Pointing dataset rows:
-- Start --
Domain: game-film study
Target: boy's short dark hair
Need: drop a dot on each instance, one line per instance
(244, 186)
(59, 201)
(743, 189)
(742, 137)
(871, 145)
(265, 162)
-- End --
Problem description: Switch "dot" to "marker" in the rows, and reproduce them with everything else left as it is.

Final answer:
Domain: game-film study
Target: boy's short dark hair
Need: drop a marker on each instance, one line per instance
(244, 186)
(59, 201)
(743, 189)
(742, 137)
(871, 145)
(265, 162)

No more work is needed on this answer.